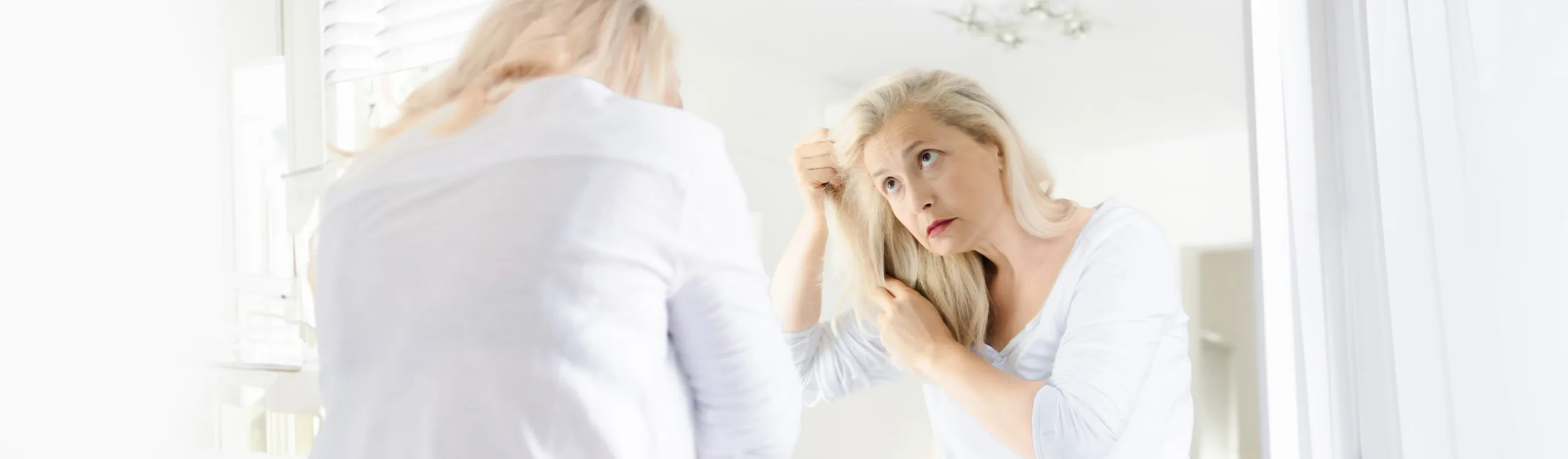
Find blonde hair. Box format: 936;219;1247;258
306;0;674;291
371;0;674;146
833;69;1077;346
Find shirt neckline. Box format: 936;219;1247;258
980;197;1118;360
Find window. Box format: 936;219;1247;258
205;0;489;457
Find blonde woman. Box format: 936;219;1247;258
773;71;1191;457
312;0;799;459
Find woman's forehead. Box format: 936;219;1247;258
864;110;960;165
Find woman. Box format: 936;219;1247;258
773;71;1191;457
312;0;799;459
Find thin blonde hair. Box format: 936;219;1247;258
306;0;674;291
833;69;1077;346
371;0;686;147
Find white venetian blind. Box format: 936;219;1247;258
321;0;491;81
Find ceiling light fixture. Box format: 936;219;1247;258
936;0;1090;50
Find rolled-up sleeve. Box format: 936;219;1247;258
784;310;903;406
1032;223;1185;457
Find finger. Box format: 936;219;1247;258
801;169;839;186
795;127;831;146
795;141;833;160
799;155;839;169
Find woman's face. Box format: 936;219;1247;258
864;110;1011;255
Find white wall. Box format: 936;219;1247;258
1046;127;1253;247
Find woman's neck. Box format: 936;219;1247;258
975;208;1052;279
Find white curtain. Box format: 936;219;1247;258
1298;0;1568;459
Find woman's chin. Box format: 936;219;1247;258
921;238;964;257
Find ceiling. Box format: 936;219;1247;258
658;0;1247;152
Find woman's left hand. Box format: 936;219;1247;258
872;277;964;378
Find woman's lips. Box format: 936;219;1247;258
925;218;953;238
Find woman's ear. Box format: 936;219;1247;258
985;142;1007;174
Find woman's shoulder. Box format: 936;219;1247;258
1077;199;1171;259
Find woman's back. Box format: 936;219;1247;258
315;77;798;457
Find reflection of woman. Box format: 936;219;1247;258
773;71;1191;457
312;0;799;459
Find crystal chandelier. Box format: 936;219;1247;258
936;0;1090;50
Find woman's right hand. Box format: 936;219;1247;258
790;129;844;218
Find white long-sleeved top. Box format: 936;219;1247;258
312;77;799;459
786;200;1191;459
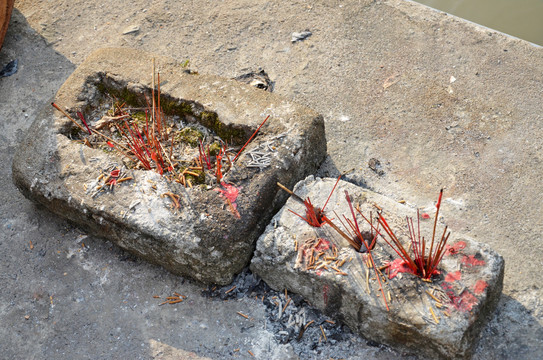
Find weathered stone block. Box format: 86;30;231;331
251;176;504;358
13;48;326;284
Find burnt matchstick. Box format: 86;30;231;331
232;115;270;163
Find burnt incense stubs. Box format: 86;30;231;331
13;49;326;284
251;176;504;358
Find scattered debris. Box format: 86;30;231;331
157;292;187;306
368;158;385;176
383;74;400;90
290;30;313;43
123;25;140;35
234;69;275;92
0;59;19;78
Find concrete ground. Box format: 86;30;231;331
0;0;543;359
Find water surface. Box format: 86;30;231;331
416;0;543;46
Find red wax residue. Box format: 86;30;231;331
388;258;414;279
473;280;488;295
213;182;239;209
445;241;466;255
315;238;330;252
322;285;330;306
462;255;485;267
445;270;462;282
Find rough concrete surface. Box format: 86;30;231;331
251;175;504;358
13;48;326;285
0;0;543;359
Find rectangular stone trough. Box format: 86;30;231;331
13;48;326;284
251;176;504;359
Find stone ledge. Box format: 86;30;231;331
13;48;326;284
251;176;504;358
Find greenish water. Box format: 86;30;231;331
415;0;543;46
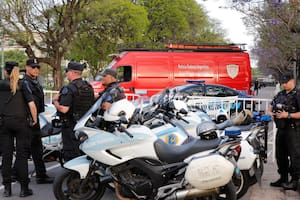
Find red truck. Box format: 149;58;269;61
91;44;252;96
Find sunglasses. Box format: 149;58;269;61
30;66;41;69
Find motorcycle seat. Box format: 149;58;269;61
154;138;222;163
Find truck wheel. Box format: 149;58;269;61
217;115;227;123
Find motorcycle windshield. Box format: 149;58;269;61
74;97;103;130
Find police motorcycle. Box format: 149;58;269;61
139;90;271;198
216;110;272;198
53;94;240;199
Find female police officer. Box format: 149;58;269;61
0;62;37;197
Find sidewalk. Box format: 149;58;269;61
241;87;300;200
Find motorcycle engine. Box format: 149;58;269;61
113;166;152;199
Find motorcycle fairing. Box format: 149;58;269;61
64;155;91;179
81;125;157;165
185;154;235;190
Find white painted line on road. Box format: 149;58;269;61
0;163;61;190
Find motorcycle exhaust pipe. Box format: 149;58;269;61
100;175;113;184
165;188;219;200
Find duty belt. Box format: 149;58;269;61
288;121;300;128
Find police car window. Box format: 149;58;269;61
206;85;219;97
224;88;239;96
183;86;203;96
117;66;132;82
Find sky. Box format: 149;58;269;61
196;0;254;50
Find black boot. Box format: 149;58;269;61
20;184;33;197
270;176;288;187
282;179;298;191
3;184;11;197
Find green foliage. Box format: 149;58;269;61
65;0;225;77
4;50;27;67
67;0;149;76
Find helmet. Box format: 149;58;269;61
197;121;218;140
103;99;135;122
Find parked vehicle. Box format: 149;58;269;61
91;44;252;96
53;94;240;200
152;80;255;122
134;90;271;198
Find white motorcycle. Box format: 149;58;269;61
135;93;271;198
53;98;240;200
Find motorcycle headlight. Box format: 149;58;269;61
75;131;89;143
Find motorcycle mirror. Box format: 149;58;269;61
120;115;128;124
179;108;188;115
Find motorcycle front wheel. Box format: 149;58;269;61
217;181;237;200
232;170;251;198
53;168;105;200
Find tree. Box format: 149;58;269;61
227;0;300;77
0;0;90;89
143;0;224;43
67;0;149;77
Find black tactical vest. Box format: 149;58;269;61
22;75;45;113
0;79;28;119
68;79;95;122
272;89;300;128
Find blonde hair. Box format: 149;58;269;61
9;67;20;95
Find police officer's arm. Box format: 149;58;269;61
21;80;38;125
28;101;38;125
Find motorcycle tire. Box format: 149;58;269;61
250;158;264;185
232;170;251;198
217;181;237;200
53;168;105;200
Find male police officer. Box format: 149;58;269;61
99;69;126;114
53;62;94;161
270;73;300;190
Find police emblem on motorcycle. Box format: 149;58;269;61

▶ _EXERCISE TASK_
Please rewrite all of the material above, changing each "blonde hair" to "light hair" and keeping every other word as it is. Leave the pictures out of your version.

▶ _CORRECT RESPONSE_
Find light hair. Box format: 936;219;1247;258
306;0;674;291
371;0;674;146
833;69;1077;346
Find shirt neckline. Box format: 936;219;1247;258
980;197;1118;360
Find window. Box format: 936;219;1247;258
205;0;489;457
Find blonde woman. Box format: 936;219;1247;258
773;71;1191;457
312;0;799;459
Find woman's forehead. Box format: 936;219;1247;258
864;110;960;165
Find woman. Box format: 936;219;1247;258
773;71;1191;457
312;0;799;459
Find thin light hair. Box format: 936;219;1247;258
306;0;674;291
833;69;1077;346
371;0;686;147
Find white venetian blind. Box format: 936;219;1247;258
321;0;491;81
Find ceiling light fixture. Box format: 936;219;1247;258
936;0;1090;50
Find rolled-up sleeve. Box format: 936;219;1247;258
784;310;903;406
1032;223;1185;457
Find finger. Box format: 936;219;1247;258
801;169;839;186
795;127;831;146
795;141;833;160
799;155;839;169
Find woman's face. Box format: 936;219;1247;258
864;110;1011;255
Find white wall. Box format: 936;219;1247;258
1046;127;1253;247
Find woman's neck. Box format: 936;219;1247;258
975;208;1052;279
Find white curtain. Box format: 936;219;1247;258
1298;0;1568;459
Find woman's chin. Box format: 936;219;1247;258
921;238;964;257
Find ceiling. Box format: 936;219;1247;258
658;0;1247;152
Find woman's left hand. Box format: 936;219;1247;258
872;277;964;378
Find woman's lips. Box format: 936;219;1247;258
925;218;953;238
Find woman's ear. Box format: 936;219;1247;258
985;142;1007;174
Find woman's shoulder. Box format: 936;219;1247;258
1077;199;1171;259
Find woman's back. Box format: 936;219;1247;258
315;77;798;457
Find reflection of woman. Box format: 936;219;1247;258
773;71;1191;457
312;0;799;459
Find crystal chandelier. Box format: 936;219;1247;258
936;0;1090;50
Find woman's right hand. Box format: 936;219;1247;258
790;129;844;218
Find white long-sleeved top. Box format: 936;219;1247;258
312;77;799;459
786;200;1191;459
Find weathered stone block. Box format: 86;30;231;331
251;176;504;358
13;48;326;284
Find burnt matchstick. Box format: 86;30;231;331
232;115;270;163
Find burnt incense stubs. Box format: 86;30;231;331
13;49;326;284
251;176;504;358
Find scattered debris. Box format: 86;30;231;331
157;292;187;306
368;158;385;176
383;74;400;90
290;30;313;43
123;25;140;35
234;69;275;92
0;59;19;78
Find concrete ground. Box format: 86;30;231;331
0;0;543;359
Find water surface. Box format: 86;30;231;331
416;0;543;46
Find red wax residue. Box format: 86;30;231;331
388;258;414;279
473;280;488;295
213;182;239;209
445;241;466;255
315;238;330;252
322;285;330;306
462;255;485;267
445;270;462;282
Find rough concrete surface. Box format: 86;30;231;331
251;175;504;358
13;48;326;285
0;0;543;359
Find rectangular stone trough. Box format: 86;30;231;331
13;48;326;284
251;176;504;359
Find stone ledge. Box format: 86;30;231;331
13;48;326;284
251;176;504;358
Find greenish water. Box format: 86;30;231;331
415;0;543;46
Find red truck. Box format: 149;58;269;61
91;44;252;96
Find sunglasses. Box format: 149;58;269;61
30;66;41;69
Find motorcycle seat. Box format: 149;58;269;61
154;138;222;163
Find truck wheel. Box format: 149;58;269;61
217;115;227;123
Find motorcycle windshield. Box format: 149;58;269;61
74;97;103;130
Find police motorcycle. Box format: 149;58;269;61
139;90;271;198
216;110;272;198
53;94;240;199
Find female police officer. Box format: 149;58;269;61
0;62;37;197
Find sidewalk. Box format: 149;58;269;61
241;87;300;200
Find motorcycle engine. Box format: 149;58;269;61
113;166;152;199
Find motorcycle fairing. Box format: 149;58;269;61
64;155;91;179
81;125;157;165
185;154;235;190
Find white painted line on road. Box format: 149;58;269;61
0;163;61;190
Find motorcycle exhaust pipe. Box format: 149;58;269;61
100;175;113;184
165;188;219;200
Find duty belt. Box format: 149;58;269;61
288;121;300;128
Find police car window. Box format: 149;58;269;61
206;85;219;97
224;88;239;96
183;86;203;96
117;66;132;82
Find sky. Box format: 149;58;269;61
196;0;254;50
Find black boot. Box format: 149;58;269;61
20;184;33;197
270;176;288;187
282;179;298;191
3;184;11;197
Find green foliage. Box format: 149;58;269;61
65;0;225;77
4;50;27;67
67;0;149;76
Find helmet. Box format: 149;58;269;61
197;121;218;140
103;99;135;122
Find parked vehicle. Box format: 149;58;269;61
91;44;252;96
53;94;240;200
152;80;255;122
134;90;271;198
Find white motorcycle. Box format: 149;58;269;61
135;93;271;198
53;98;240;200
Find motorcycle headlight. Box format: 149;58;269;61
75;131;89;143
Find motorcycle mirror. Box format: 149;58;269;61
120;115;128;124
179;108;188;115
Find motorcycle front wheel. Box format: 149;58;269;61
217;181;237;200
232;170;251;198
53;168;105;200
Find tree. Box format: 149;58;269;61
227;0;300;77
0;0;90;89
143;0;224;43
67;0;149;77
Find black tactical vest. Box format: 149;58;269;61
22;75;45;113
0;79;28;119
68;79;95;122
272;89;300;128
Find light hair. Box format: 149;58;269;61
9;67;20;95
Find police officer's arm. Box format: 149;58;269;61
21;80;38;125
28;101;38;125
Find motorcycle tire. Box format: 149;58;269;61
250;158;264;185
232;170;251;198
217;181;237;200
53;168;105;200
Find male police officer. Box format: 149;58;269;61
99;69;126;114
53;62;94;161
270;73;300;190
Find police emblem on motorcycle. Box format: 149;58;269;61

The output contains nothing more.